**Description of the task:**
Please rewrite every line of the records below as a numbered list, leaving out any blank lines.

═══ Entries provided

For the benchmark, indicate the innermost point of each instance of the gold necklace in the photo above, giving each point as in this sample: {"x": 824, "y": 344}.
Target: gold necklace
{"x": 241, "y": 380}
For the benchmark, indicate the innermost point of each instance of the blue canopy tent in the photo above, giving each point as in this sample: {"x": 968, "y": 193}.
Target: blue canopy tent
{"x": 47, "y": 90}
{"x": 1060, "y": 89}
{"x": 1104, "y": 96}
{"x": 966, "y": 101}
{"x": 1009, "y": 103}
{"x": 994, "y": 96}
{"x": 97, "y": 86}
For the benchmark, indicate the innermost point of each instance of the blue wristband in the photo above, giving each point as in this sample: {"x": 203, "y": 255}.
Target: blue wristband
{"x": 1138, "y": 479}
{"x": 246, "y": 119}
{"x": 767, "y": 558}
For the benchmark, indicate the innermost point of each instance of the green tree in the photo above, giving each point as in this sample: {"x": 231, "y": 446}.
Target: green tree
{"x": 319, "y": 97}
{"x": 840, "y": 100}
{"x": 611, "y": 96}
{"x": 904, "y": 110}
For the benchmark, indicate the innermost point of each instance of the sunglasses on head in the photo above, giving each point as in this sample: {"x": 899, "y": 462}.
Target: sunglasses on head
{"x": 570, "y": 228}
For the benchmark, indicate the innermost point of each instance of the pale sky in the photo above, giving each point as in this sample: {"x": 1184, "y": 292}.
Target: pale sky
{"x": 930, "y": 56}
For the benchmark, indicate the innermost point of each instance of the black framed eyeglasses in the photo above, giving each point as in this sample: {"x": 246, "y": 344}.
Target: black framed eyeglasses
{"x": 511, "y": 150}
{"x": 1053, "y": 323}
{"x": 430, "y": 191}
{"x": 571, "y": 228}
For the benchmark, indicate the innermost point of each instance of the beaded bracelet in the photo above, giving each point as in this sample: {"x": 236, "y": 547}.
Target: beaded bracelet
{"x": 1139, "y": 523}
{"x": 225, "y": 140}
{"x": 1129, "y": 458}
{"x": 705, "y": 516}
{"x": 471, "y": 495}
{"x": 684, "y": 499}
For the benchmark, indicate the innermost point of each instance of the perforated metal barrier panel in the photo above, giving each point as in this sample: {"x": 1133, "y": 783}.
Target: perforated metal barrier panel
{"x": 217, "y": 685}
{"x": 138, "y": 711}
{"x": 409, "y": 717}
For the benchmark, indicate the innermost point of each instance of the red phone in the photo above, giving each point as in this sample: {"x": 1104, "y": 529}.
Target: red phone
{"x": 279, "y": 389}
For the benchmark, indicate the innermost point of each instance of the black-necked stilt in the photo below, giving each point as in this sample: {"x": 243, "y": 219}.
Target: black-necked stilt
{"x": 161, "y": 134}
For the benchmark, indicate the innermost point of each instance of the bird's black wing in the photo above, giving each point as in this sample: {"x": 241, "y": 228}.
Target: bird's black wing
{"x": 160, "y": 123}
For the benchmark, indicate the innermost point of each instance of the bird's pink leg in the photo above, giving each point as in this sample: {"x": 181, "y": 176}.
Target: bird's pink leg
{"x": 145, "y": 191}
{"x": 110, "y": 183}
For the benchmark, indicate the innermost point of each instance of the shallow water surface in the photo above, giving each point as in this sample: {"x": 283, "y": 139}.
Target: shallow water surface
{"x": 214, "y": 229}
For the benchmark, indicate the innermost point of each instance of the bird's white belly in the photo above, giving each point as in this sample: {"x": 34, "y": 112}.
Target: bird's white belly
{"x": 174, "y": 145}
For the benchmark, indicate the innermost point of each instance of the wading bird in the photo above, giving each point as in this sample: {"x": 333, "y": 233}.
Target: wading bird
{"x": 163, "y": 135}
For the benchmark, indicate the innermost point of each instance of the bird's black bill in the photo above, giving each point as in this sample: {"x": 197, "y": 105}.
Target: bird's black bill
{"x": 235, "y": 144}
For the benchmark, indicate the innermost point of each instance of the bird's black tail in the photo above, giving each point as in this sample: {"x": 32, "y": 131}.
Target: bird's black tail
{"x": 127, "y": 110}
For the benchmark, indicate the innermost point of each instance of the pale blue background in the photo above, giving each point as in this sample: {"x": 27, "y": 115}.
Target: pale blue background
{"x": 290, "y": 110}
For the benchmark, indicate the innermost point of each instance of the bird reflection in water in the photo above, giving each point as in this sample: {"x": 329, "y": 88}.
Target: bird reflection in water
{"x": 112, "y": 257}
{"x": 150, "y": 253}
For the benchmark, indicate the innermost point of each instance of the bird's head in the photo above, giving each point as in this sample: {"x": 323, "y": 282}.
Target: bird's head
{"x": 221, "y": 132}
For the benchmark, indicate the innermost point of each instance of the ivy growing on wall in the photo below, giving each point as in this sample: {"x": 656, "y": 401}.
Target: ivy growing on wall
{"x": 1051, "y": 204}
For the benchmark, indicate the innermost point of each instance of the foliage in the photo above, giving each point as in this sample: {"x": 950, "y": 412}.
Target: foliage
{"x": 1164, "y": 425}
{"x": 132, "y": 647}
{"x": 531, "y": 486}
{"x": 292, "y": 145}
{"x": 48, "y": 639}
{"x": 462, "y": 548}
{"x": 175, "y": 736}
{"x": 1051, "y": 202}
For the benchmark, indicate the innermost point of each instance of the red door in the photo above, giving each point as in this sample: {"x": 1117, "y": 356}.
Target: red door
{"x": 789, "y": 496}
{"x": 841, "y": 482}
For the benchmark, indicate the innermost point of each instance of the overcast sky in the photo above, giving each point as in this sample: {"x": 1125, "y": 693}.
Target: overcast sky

══════

**Response below:**
1. For the benchmark, indicate the innermost point of each instance of the gold necklace in the photo above, giving each point as in this sample: {"x": 824, "y": 344}.
2. Target: gold necklace
3. {"x": 241, "y": 380}
4. For the benchmark, indicate the innermost point of each instance of the blue canopy tent in the photo above, giving each point as in this sample: {"x": 968, "y": 193}.
5. Target: blue canopy tent
6. {"x": 47, "y": 90}
7. {"x": 1060, "y": 89}
8. {"x": 1104, "y": 96}
9. {"x": 966, "y": 101}
10. {"x": 1009, "y": 103}
11. {"x": 994, "y": 96}
12. {"x": 97, "y": 86}
13. For the benchmark, indicate the innermost point of each instance of the blue wristband in the photo above, giving each point as in this sample: {"x": 203, "y": 255}.
14. Target: blue wristband
15. {"x": 1138, "y": 479}
16. {"x": 246, "y": 119}
17. {"x": 767, "y": 558}
18. For the benchmark, indicate the innermost point of each instance of the green tree in the photo above, giving each point as in this sample: {"x": 231, "y": 446}.
19. Target: green tree
20. {"x": 319, "y": 97}
21. {"x": 840, "y": 100}
22. {"x": 611, "y": 96}
23. {"x": 904, "y": 110}
24. For the benchmark, indicate the innermost point of each instance of the sunglasses on head in the photo above, giving each point as in this sample: {"x": 899, "y": 462}.
25. Target: sunglasses on head
26. {"x": 570, "y": 228}
27. For the benchmark, indicate the innermost point of each instance of the pale sky in the photo above, giving each point as in this sample: {"x": 1184, "y": 292}.
28. Target: pale sky
29. {"x": 930, "y": 56}
30. For the benchmark, indicate the innermost point of each instance of the black framed eyeglasses in the photo above, giving each point as in this sample: {"x": 246, "y": 344}.
31. Target: black framed eyeglasses
32. {"x": 511, "y": 150}
33. {"x": 1053, "y": 323}
34. {"x": 430, "y": 191}
35. {"x": 571, "y": 228}
36. For the benchmark, indicate the innermost point of each instance of the beaded bracelet in the photo above, giving each point as in this sample: {"x": 236, "y": 547}.
37. Target: beaded bracelet
38. {"x": 1139, "y": 523}
39. {"x": 225, "y": 140}
40. {"x": 1129, "y": 458}
41. {"x": 705, "y": 516}
42. {"x": 471, "y": 495}
43. {"x": 684, "y": 499}
44. For the benchmark, indicate the innermost point of each instance of the perforated metal barrier panel in the photo above, giving each point as in this sample: {"x": 1133, "y": 783}.
45. Target: perforated metal barrier panel
46. {"x": 217, "y": 685}
47. {"x": 138, "y": 711}
48. {"x": 409, "y": 717}
49. For the benchmark, indicate the innermost point of each instance of the red phone in the photo above, giving each point as in this sample: {"x": 1104, "y": 529}.
50. Target: red phone
51. {"x": 279, "y": 389}
52. For the benchmark, indicate the innermost point of each instance of the black-necked stilt in the photo below, giving each point as in this sample: {"x": 243, "y": 219}.
53. Target: black-necked stilt
54. {"x": 161, "y": 134}
55. For the benchmark, indicate the innermost point of each instance of the bird's black wing in the photo above, giving each point as in this sample: {"x": 241, "y": 228}.
56. Target: bird's black wing
57. {"x": 160, "y": 123}
58. For the benchmark, indicate the innermost point of each instance of the bird's pink leg in the photo above, giving each point as in this sample: {"x": 181, "y": 176}.
59. Target: bird's pink leg
60. {"x": 145, "y": 191}
61. {"x": 110, "y": 183}
62. For the benchmark, indicate the innermost point of each instance of the shallow water surface in the photo above, giving each point as in this sample: {"x": 283, "y": 139}.
63. Target: shallow water surface
64. {"x": 214, "y": 229}
65. For the benchmark, indicate the innermost point of each instance of the bird's white belly in the photo above, giving each point as in this sample: {"x": 34, "y": 112}.
66. Target: bird's white belly
67. {"x": 174, "y": 145}
68. For the benchmark, indicate the innermost point of each instance of the wading bird in the photo above, giving each point as in this sample: {"x": 333, "y": 233}.
69. Target: wading bird
70. {"x": 163, "y": 135}
71. For the benchmark, indicate the innermost point of each instance of the bird's black bill in the photo above, giving each point as in this sample: {"x": 197, "y": 105}.
72. Target: bird's black bill
73. {"x": 235, "y": 144}
74. For the benchmark, indicate the innermost point of each instance of the bird's black tail in the photo above, giving each point as in this sample: {"x": 32, "y": 131}.
75. Target: bird's black tail
76. {"x": 127, "y": 110}
77. For the benchmark, indicate the innermost point of each instance of the pale blue background in the photo above, giving each point as in this sample: {"x": 27, "y": 115}.
78. Target: pale blue background
79. {"x": 290, "y": 110}
80. For the benchmark, indicate the innermost point of each instance of the bird reflection in water in the photo above, giving each point as in this sample: {"x": 329, "y": 88}.
81. Target: bird reflection in water
82. {"x": 112, "y": 257}
83. {"x": 150, "y": 253}
84. For the benchmark, indicate the innermost point of each instance of the bird's head in the photo above, giving each point as in this sample: {"x": 323, "y": 282}.
85. Target: bird's head
86. {"x": 221, "y": 132}
87. For the benchmark, indicate the innermost point of each instance of the ivy growing on wall in the photo below, giving each point as in this sample: {"x": 656, "y": 401}.
88. Target: ivy growing on wall
89. {"x": 1051, "y": 204}
90. For the benchmark, indicate the innermost point of each instance of the foliage in the photo above, giving each point as in this sample: {"x": 950, "y": 412}.
91. Target: foliage
92. {"x": 1164, "y": 425}
93. {"x": 132, "y": 647}
94. {"x": 531, "y": 486}
95. {"x": 292, "y": 145}
96. {"x": 48, "y": 639}
97. {"x": 462, "y": 548}
98. {"x": 175, "y": 736}
99. {"x": 1051, "y": 202}
100. For the benchmark, indicate the innermost point of each instance of the red door in the photo above, giving each point as in this sample: {"x": 1117, "y": 356}.
101. Target: red door
102. {"x": 789, "y": 496}
103. {"x": 841, "y": 482}
104. For the benchmark, indicate the innermost point of each instance of the overcast sky in the photo above, giving each point as in this sample: {"x": 1125, "y": 693}.
105. Target: overcast sky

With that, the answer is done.